> [Task objective]: Return every line of the data below verbatim, leaving out the pictures.

## begin Records provided

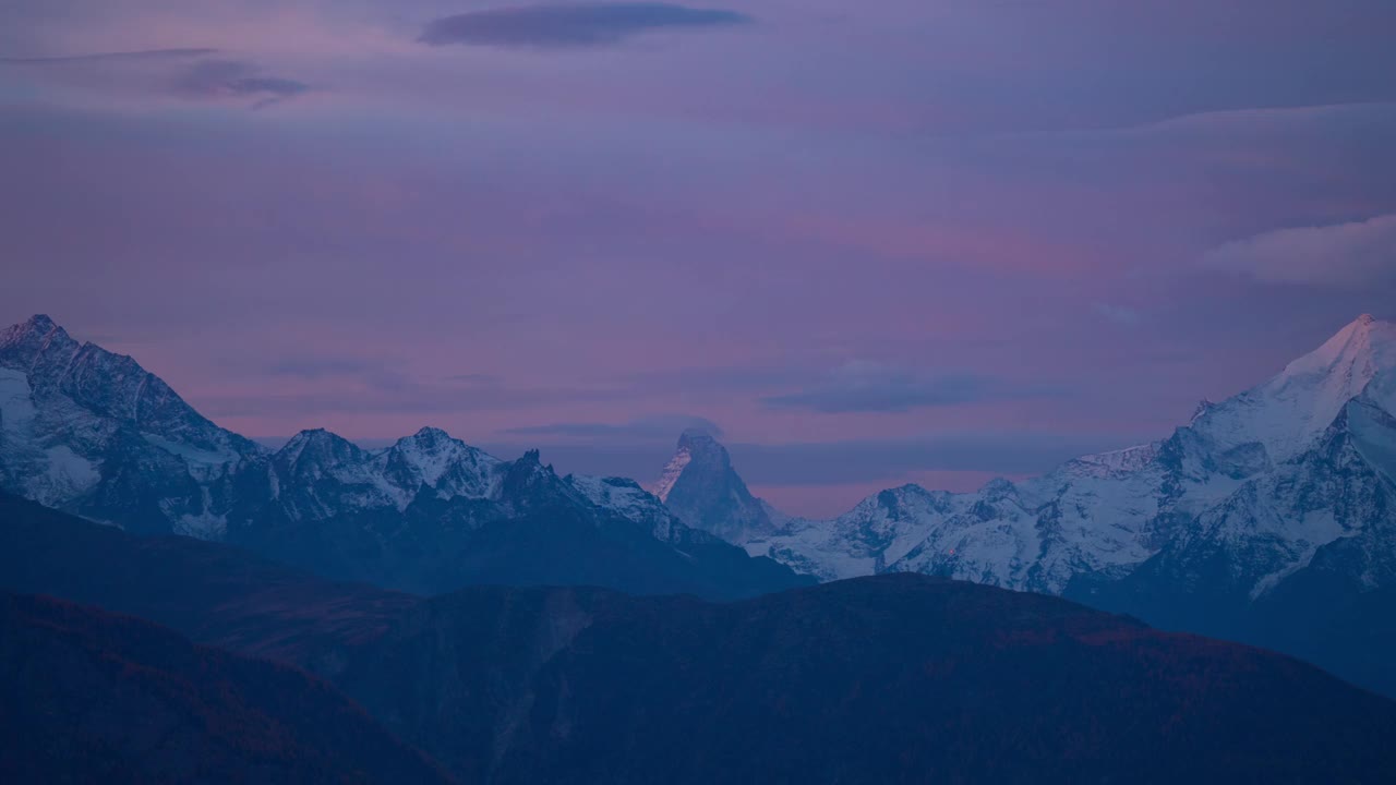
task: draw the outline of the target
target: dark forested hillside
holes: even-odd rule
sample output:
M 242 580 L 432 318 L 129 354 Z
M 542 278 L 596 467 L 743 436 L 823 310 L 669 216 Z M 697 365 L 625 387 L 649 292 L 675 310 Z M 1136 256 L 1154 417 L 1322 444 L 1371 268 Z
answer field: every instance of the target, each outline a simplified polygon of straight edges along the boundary
M 447 782 L 300 670 L 0 595 L 0 772 L 20 784 Z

## end Records provided

> [Correct output]:
task: draw the outline of the target
target: dark forested hillside
holes: even-odd rule
sample output:
M 242 580 L 432 318 L 129 354 Z
M 542 278 L 596 467 L 743 436 L 823 310 L 669 216 Z M 697 365 L 625 387 L 649 292 L 675 310 Z M 1136 256 L 1154 417 L 1322 444 L 1371 268 Z
answer field: every instance of the target, each outline a simplified polygon of straight edges along the boundary
M 447 782 L 300 670 L 0 595 L 0 772 L 20 784 Z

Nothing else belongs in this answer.